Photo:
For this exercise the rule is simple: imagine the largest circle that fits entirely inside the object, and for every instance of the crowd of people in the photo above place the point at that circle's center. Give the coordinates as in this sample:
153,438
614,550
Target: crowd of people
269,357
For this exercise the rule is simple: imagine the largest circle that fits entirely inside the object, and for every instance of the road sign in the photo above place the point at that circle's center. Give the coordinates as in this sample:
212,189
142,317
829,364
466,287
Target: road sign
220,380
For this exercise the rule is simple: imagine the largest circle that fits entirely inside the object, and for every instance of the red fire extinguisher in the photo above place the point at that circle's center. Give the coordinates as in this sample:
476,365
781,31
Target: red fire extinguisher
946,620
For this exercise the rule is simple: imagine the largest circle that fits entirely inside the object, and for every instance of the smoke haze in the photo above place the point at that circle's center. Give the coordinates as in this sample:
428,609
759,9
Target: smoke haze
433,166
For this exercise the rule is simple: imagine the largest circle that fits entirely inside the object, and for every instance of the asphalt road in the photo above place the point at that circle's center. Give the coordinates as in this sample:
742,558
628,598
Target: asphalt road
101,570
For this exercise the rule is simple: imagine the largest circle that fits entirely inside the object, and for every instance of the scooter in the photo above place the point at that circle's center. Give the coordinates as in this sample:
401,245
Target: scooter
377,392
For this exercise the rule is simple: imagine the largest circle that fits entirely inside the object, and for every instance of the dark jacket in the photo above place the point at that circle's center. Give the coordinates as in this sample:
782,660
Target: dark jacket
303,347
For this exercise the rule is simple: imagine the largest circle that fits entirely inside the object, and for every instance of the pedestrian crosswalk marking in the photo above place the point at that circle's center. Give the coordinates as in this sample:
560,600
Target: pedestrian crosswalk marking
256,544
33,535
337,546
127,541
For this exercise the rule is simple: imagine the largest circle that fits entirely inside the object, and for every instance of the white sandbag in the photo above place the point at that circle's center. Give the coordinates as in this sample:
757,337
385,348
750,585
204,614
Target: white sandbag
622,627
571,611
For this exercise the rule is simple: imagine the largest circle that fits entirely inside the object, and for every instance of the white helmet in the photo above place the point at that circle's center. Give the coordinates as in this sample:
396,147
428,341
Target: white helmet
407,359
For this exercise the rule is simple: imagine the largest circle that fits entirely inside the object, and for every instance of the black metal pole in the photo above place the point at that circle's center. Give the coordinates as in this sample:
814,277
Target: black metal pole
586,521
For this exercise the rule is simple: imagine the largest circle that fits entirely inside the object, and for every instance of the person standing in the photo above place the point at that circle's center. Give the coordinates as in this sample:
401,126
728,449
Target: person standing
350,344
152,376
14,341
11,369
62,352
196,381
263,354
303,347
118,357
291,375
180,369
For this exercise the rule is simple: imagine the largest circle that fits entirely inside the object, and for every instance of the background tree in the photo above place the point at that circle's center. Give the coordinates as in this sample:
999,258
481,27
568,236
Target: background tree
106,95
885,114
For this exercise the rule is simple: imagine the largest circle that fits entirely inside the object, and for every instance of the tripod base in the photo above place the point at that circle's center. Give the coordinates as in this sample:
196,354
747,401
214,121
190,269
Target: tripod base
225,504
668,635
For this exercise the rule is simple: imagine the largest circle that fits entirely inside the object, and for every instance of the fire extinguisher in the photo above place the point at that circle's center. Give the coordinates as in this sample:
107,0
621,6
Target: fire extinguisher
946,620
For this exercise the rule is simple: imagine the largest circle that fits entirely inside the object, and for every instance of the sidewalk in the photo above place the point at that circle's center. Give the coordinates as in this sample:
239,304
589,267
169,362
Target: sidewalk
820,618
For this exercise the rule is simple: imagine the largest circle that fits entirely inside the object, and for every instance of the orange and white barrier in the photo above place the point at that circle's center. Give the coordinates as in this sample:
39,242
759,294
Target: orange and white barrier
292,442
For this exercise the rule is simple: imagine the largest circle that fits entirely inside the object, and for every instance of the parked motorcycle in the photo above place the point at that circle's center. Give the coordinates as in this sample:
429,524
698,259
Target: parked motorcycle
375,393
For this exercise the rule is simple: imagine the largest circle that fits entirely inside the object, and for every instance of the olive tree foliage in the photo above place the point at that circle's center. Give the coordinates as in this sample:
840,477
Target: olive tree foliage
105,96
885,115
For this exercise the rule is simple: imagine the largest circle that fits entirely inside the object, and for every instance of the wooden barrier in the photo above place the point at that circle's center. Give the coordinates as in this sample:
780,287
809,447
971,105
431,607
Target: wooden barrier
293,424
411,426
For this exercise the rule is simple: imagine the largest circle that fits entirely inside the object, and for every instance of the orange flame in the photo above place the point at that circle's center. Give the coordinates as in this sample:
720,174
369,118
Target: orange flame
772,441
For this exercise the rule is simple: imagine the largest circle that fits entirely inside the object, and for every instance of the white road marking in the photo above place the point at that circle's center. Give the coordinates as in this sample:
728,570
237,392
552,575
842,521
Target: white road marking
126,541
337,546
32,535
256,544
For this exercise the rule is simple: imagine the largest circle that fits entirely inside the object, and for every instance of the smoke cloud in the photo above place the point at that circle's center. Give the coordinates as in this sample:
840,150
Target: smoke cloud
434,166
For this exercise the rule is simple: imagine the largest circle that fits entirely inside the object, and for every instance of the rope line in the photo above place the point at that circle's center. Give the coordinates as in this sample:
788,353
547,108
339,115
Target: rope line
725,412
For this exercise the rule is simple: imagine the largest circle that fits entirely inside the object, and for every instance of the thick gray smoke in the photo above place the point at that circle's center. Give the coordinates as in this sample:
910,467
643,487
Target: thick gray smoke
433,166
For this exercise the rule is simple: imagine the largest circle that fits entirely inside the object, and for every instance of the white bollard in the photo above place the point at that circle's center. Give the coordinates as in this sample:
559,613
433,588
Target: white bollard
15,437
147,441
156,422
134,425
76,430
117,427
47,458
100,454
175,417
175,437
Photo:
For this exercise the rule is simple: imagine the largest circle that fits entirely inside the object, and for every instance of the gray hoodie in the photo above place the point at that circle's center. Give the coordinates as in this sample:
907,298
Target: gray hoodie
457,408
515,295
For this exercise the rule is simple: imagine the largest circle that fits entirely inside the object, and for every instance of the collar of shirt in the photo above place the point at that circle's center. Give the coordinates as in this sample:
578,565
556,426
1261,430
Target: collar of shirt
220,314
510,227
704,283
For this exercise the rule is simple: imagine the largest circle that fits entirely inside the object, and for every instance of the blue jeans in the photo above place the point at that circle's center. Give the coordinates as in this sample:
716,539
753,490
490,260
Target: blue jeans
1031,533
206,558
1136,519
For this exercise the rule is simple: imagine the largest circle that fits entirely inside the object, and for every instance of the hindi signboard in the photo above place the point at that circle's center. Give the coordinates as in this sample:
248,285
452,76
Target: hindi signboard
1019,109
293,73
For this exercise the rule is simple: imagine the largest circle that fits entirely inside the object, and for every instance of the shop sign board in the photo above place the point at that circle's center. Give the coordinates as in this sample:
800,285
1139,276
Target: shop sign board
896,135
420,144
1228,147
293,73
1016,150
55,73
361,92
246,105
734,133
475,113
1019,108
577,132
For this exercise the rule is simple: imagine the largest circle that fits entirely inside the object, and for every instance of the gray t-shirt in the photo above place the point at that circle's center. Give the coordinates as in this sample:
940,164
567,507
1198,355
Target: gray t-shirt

Goal: Your task is to give the records above again, exactly.

Reply:
Photo:
For this exercise the rule is simple: imagine the largest circle that fits entirely inside the object, and for every instance of the crowd of people in the photo above place the point at that circle's center. Give the coordinates as in this sample:
153,438
614,550
Target: crowd of people
269,357
For this exercise the rule is simple: imagine the largest circle that fits entirely inside the object, and for every instance of the road sign in the photo above place the point at that circle's center. Give the coordinates as in this sample:
212,189
142,317
829,364
466,287
Target: road sign
220,380
For this exercise the rule is simple: imagine the largest circle that fits entirely inside the object, and for every instance of the red fire extinguisher in the photo above place the point at that circle's center. Give the coordinates as in this sample:
476,365
781,31
Target: red fire extinguisher
946,620
For this exercise the rule is simple: imagine the largest circle that fits entirely inside the object, and for every instance of the smoke haze in the photo above place the point at that circle's center. Give the coordinates as in this sample:
428,609
759,9
Target: smoke haze
433,166
For this exercise the rule is simple: imagine the largest circle that fits entirely inside the object, and for every instance of the asphalt road in the photo above place the point at that circle's center. Give the coordinates as in this sample:
742,558
628,598
Target: asphalt road
101,570
For this exercise the rule is simple: imagine the largest circle that fits entirely inside the object, and for every instance of the scooter in the photo above place the point at that circle's center. Give the coordinates as in this sample:
401,245
Target: scooter
377,392
For this exercise the rule is simple: imagine the largest circle that fits entirely inside the object, and for every instance of the dark jacket in the photo above place the point at that circle's center. Give the coordinates as in this sample:
782,660
Target: dark jacket
303,347
For this exercise the rule is simple: imagine the largest circle that fits entirely inside the object, and for every instance of the pedestrian crosswalk marking in the photo above place the point at that circle's center. Give the coordinates as in this sample:
560,600
Target: pedestrian crosswalk marking
256,544
33,535
337,546
127,541
For this exercise the rule is simple: imagine the largest circle that fits entirely inside the object, and for every instance of the white sandbag in the photo above place the point at that circle's center. Give the coordinates as in this sample:
757,337
385,348
750,585
204,614
Target: white sandbag
622,627
571,611
For this exercise the rule is simple: imagine the largest circle that fits entirely inside the object, and for every instance of the white helmet in the photo above place the point at that circle's center. Give the coordinates as in this sample:
396,147
428,341
Target: white helmet
407,359
For this exercise the rule is simple: imagine the largest circle that fits entirely inside the object, and for every instance of the black metal pole in the photo above place the point at that circle's center. Give the coordinates as in this sample:
814,277
Target: black metal pole
586,521
For this exercise the rule is simple: imagine the largest circle that fits entirely inside the object, and for every instance of the person standing in the photo above place the point at that circle's center. Give the coordinates as in this sample:
401,126
728,449
Target: person standing
350,344
152,376
14,341
11,369
62,352
196,381
263,354
303,347
118,357
291,375
180,369
For this exercise the rule is simple: imagine the largest circle that fits entirely inside the object, and for every instance of the background tree in the photo above place the point at that circle's center. Give the coordinates as in this sample:
999,258
481,27
568,236
Target: background tree
106,95
885,114
For this exercise the rule is simple: imagine the largest circle that fits entirely inside the object, and for every instance of the tripod base in the photo above place the point at that circle's center. Give the coordinates as in this sample:
196,354
747,401
214,121
190,269
Target: tripod base
225,504
668,635
For this exercise the rule is simple: imagine the largest circle that fits entirely inside the object, and for every instance of the fire extinguisher in the photo above place the point at that circle's center. Give the coordinates as in this sample:
107,0
621,6
Target: fire extinguisher
946,620
For this exercise the rule is simple: imagine the largest circle that fits entirely inside the object, and for every instance of the sidewalk in the photo above place the point at that circle's center. Give the coordinates as in this sample:
239,304
589,267
169,362
Target: sidewalk
820,618
For this exercise the rule is simple: imagine the largest circle that fits entirely inside the object, and for every instance of the orange and white barrier in the photo above place the point at that circle's center. Give the coordinates as in this sample:
39,242
759,294
Target: orange and white barrier
292,442
For this exercise the rule is simple: imagine the largest circle that fits entirely inside the object, and for every instance of the parked motorcycle in the photo above place the point at that circle's center. Give the coordinates as in this sample:
429,524
698,259
Target: parked motorcycle
375,393
For this exercise the rule is simple: imagine the largest circle that fits entirely inside the object, and for every instance of the olive tree foliage in the photo above place the point at that circle's center. Give the coordinates as in this sample:
840,477
Target: olive tree foliage
105,96
885,115
For this exercise the rule is simple: imagine the largest circle that fits entirely inside the object, and for every instance of the wooden barrier in the photo above place the point at that circle's center. Give the coordinates as in this sample:
780,287
809,447
971,105
431,607
Target: wooden barrier
293,424
411,426
For this exercise the rule is simple: imagine the largest circle that fits entirely inside the object, and for every instance of the orange flame in the photo above place the point at that circle's center. Give the coordinates as in this sample:
720,174
369,118
Target: orange flame
772,441
For this exercise the rule is simple: imagine the largest circle that fits entirely inside the object, and for every instance of the white road marking in the photo above place the point at that circle's center. Give the coordinates as in this sample:
728,570
237,392
552,575
842,521
Target: white road marking
126,541
337,546
32,535
256,544
For this exercise the rule is simple: imagine the largest circle that fits entirely inside the object, and for every instance of the smoke cloud in the photo above place the point at that circle's center. Give the coordinates as in this sample:
840,150
Target: smoke cloud
434,166
For this exercise the rule is simple: imagine the largest circle that fits entirely inside the object, and for every instance of the rope line in the photo above place the point at that circle's center. Give the coordinates as in this sample:
788,353
547,108
339,115
Target: rope line
725,412
For this exercise the rule is simple: imagine the largest circle that fits entirely inside the object, and for every instance of the thick gray smoke in the photo above place the point at that circle's center. Give the coordinates as in this sample:
910,467
643,487
Target: thick gray smoke
433,166
For this exercise the rule is simple: imagine the largest circle that fits entirely inside the object, and for every instance of the white bollard in the photo above place the point at that circle's center. Give the coordinates as in this sample:
559,613
433,588
Target: white bollard
15,437
147,441
156,422
134,425
76,430
117,427
47,458
100,454
175,417
175,437
Photo:
For this exercise the rule is simple: imagine the largest circle that fits entirely inside the object, and for every instance of the gray hoodie in the photo above place the point at that circle's center. Give the coordinates as in this sample:
907,298
Target: gray hoodie
457,408
515,295
For this exercise the rule is simple: imagine the largest circle that fits entirely inside the object, and for every instance of the collar of shirt in the photo above place the point at that circle's center. Give the coordinates as in this sample:
578,565
556,426
1261,430
Target: collar of shirt
220,314
510,227
704,283
For this exercise the rule is simple: imagine the largest circle that fits entirely inside the object, and for every instance of the blue jeans in the photo above place the point at that circle's center. Give the coordinates as in this sample:
716,539
753,490
490,260
Target: blue jeans
1031,533
206,558
1136,519
For this exercise the rule is simple: imagine the largest circle that fits entirely inside the object, and for every instance of the hindi signboard in the photo above place the point at that circle's center. Give the coordinates as in this sample:
248,285
452,76
Target: hindi signboard
1019,109
293,73
For this exercise the rule is simple: imagine the largest circle that fits entirely inside the object, and for every instance of the shop sign board in the photo above place the point at that circle's center. Give the coordinates as in this sample:
800,285
1139,276
Target: shop sign board
896,135
420,144
1228,147
293,73
1016,150
55,73
361,92
246,105
734,133
475,113
1019,108
577,132
For this exercise the rule is simple: imagine the largest circle that fits entirely inside the object, and for every instance of the gray t-shirt in the photo above place the point at that circle's center. Give the coordinates as in this sample:
940,164
567,507
1198,355
Target: gray t-shirt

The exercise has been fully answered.